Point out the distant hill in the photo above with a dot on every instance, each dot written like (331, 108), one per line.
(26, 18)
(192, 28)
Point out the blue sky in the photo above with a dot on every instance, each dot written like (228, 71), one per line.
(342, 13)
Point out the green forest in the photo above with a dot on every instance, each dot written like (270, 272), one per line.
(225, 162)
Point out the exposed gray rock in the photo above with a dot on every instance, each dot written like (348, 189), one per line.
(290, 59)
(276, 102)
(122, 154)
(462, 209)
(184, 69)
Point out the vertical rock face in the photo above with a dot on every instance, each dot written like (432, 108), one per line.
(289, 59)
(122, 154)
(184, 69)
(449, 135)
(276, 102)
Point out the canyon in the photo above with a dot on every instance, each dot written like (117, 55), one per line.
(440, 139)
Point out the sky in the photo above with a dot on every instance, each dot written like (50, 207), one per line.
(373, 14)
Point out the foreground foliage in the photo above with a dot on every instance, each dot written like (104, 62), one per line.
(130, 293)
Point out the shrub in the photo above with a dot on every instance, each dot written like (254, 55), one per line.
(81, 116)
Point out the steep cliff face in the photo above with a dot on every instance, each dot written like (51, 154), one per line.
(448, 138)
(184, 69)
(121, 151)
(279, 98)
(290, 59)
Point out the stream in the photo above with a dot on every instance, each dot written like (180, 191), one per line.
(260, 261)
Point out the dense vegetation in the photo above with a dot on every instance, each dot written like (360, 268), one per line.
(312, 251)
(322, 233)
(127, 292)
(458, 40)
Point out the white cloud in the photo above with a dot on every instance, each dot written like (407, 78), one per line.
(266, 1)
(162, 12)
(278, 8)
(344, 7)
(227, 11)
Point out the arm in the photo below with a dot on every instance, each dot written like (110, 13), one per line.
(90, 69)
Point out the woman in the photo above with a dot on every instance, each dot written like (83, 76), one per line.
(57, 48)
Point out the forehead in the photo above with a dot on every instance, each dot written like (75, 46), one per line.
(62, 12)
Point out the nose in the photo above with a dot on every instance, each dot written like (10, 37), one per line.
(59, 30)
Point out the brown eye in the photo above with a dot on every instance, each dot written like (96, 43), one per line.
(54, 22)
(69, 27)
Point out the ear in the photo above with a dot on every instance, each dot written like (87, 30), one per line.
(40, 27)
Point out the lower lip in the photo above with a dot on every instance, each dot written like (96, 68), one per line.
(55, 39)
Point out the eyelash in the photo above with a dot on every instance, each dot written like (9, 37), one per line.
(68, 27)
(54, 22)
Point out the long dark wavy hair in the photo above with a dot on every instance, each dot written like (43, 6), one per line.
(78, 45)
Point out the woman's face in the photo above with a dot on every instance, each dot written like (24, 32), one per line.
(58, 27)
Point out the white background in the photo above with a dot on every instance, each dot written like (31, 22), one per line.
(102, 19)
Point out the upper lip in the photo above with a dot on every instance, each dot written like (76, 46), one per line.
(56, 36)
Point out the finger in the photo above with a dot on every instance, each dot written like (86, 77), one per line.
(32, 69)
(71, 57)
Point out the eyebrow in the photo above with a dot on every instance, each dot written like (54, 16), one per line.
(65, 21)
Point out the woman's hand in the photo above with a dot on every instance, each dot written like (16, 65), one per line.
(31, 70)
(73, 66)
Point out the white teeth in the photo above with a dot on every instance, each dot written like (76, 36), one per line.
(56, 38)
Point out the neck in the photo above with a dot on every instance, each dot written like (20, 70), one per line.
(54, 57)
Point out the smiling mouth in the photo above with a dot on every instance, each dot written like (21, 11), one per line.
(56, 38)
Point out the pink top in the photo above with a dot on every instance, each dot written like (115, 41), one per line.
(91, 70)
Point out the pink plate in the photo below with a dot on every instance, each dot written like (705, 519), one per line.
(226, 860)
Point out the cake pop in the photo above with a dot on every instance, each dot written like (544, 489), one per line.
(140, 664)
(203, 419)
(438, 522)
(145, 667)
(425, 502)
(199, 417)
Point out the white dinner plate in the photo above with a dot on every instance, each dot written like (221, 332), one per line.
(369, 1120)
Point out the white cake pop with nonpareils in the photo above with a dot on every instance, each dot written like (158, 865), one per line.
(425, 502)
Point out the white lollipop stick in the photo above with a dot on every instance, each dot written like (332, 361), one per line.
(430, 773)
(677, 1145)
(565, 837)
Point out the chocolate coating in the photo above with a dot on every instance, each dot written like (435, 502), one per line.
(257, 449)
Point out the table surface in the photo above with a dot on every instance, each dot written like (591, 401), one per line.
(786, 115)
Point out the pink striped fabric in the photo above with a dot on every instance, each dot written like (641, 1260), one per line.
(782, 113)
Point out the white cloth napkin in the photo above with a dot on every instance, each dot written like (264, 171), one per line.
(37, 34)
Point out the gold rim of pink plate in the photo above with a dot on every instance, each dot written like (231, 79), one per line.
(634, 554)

◇ ◇ ◇ ◇ ◇

§ **O que fazer**: Converta em CSV de duas colunas, "entrada" e "saida", tudo desde a linha que contém "Point out the gold" até o fim das linhas acima. Cada linha do CSV deve trazer o texto e a respectiva resposta, cada um num campo entre aspas, com as quebras de linha trocadas por espaços.

§ **Resposta escrita**:
entrada,saida
"Point out the gold rim of pink plate in the photo above with a dot on every instance, each dot written like (231, 79), one per line.","(634, 554)"